* 取り組む課題 *
a: データセキュリティの記事の「今回は「生成AIブームで高まるデータセキュリティの重要性」についてご紹介します。」から「きかを検討するようになった。」までの部分を、「企業」を「組織」に置き換えて書き出してください。
b: データセキュリティの記事について、次の問いに答えてください。
(i) 本記事が参考にしている内容は、どこに掲載されていますか？
(ii) 生成AIへの関心が高まる大きなきっかけとなったのは何ですか？
(iii) 企業がまだ十分にできていないとされているのは何ですか？

* 文書の抜粋 *
----------

生成AIブームで高まるデータセキュリティの重要性

今回は「生成AIブームで高まるデータセキュリティの重要性」についてご紹介します。

関連ワード (セキュリティ等) についても参考にしながら、ぜひ本記事について議論していってくださいね。

本記事は、ZDNet Japan様で掲載されている内容を参考にしておりますので、より詳しく内容を知りたい方は、ページ下の元記事リンクより参照ください。


 人工知能(AI)、特に生成AIへの注目の高まりは、企業がセキュリティに力を入れる必要も高まっていることを意味する。しかし企業は、まだ重要データを保護するための基本的な対策さえ十分にできていない。

 OpenAIの「ChatGPT」が大きなきっかけとなって生成AIへの関心が高まったことで、企業はこの技術をどう活用すべきかを検討するようになった。

----------

* 提供リスト *
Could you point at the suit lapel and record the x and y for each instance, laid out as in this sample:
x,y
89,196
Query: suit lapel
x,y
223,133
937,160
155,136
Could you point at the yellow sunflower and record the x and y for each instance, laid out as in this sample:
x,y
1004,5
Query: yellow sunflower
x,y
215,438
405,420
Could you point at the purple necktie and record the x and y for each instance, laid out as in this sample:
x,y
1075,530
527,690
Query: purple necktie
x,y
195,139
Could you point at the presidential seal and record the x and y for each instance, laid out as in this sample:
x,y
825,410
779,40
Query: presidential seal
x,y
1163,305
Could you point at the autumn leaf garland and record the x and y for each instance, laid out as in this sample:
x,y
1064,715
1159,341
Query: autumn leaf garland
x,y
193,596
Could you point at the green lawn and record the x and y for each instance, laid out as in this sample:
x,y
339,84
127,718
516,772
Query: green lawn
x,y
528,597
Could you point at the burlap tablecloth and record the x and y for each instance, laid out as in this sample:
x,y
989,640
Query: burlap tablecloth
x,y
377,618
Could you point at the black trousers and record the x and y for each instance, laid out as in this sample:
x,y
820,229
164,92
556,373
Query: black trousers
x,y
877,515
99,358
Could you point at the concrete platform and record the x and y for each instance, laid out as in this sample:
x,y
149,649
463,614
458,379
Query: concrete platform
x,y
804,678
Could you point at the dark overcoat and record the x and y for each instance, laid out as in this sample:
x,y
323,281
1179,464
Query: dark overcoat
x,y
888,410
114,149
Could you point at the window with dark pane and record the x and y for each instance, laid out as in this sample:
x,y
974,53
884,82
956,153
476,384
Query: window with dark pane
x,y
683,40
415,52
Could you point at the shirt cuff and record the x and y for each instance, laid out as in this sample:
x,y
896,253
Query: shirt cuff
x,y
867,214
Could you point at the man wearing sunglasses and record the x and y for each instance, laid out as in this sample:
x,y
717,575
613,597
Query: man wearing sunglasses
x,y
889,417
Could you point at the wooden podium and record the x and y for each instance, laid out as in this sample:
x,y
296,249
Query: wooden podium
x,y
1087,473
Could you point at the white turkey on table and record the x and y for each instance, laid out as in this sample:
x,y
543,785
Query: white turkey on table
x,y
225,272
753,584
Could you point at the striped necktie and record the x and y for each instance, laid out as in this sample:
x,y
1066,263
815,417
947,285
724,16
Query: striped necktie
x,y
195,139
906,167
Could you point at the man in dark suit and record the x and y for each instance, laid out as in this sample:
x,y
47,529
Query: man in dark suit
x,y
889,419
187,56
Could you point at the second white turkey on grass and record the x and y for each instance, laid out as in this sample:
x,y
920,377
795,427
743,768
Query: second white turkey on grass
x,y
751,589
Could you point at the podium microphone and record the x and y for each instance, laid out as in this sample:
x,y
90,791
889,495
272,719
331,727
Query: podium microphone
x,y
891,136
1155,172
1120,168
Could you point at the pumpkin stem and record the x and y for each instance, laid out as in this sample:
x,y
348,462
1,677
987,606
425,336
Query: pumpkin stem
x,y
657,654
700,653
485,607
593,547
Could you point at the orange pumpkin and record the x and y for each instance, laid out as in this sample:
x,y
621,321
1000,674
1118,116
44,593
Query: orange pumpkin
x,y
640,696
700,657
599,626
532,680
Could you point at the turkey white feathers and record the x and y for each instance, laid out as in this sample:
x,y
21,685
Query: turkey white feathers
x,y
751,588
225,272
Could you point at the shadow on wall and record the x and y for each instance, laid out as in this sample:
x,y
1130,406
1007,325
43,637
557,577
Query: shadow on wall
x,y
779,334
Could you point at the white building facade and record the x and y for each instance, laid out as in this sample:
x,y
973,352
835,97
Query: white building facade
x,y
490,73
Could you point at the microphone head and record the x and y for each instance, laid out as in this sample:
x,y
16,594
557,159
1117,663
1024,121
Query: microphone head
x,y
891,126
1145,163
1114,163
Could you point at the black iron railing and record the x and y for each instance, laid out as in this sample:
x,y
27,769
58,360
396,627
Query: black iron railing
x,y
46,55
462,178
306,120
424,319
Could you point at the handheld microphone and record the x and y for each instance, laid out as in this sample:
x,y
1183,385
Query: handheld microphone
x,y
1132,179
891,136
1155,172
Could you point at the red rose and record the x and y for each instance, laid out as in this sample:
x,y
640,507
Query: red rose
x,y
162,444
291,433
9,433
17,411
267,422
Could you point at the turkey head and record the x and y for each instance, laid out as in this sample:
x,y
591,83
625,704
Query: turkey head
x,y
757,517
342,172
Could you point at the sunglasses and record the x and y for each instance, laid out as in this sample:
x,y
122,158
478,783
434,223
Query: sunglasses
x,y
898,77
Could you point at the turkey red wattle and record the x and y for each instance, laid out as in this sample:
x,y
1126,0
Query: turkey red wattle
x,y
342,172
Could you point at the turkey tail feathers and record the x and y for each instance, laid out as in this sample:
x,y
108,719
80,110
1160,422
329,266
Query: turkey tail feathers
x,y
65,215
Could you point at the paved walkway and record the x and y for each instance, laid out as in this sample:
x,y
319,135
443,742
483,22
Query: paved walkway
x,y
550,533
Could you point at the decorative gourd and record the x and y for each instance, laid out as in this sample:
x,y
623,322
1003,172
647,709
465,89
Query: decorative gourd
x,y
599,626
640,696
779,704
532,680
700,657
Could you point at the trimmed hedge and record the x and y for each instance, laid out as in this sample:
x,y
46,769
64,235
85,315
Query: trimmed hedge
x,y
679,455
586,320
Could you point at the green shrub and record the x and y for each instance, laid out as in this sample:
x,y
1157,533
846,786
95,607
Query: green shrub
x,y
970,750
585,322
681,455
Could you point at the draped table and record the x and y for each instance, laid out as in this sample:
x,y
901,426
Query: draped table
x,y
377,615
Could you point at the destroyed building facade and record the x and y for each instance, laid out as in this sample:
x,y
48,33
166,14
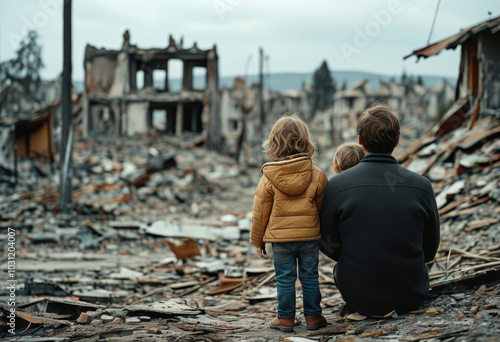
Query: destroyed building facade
x,y
478,85
129,91
406,98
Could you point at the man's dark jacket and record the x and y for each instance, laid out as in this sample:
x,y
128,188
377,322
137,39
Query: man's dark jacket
x,y
381,223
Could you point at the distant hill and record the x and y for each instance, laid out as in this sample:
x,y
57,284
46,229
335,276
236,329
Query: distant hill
x,y
286,81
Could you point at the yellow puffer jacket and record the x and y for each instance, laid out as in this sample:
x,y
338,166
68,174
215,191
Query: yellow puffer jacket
x,y
288,201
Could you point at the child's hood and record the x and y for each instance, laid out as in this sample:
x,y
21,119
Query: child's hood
x,y
292,176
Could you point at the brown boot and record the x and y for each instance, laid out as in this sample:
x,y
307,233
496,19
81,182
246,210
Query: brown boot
x,y
283,324
345,310
314,323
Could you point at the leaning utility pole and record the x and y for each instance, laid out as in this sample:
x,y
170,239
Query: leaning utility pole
x,y
261,90
67,127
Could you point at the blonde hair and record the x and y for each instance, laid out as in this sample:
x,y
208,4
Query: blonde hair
x,y
347,156
288,136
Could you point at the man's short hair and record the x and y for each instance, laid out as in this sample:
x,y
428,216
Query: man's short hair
x,y
378,129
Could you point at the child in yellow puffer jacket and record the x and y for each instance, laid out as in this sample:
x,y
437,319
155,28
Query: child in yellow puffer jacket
x,y
286,211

----------

* 課題の解答 *
a:
今回は「生成AIブームで高まるデータセキュリティの重要性」についてご紹介します。

関連ワード (セキュリティ等) についても参考にしながら、ぜひ本記事について議論していってくださいね。

本記事は、ZDNet Japan様で掲載されている内容を参考にしておりますので、より詳しく内容を知りたい方は、ページ下の元記事リンクより参照ください。


 人工知能(AI)、特に生成AIへの注目の高まりは、組織がセキュリティに力を入れる必要も高まっていることを意味する。しかし組織は、まだ重要データを保護するための基本的な対策さえ十分にできていない。

 OpenAIの「ChatGPT」が大きなきっかけとなって生成AIへの関心が高まったことで、組織はこの技術をどう活用すべきかを検討するようになった。

b:
(i) ZDNet Japan様
(ii) OpenAIの「ChatGPT」
(iii) 重要データを保護するための基本的な対策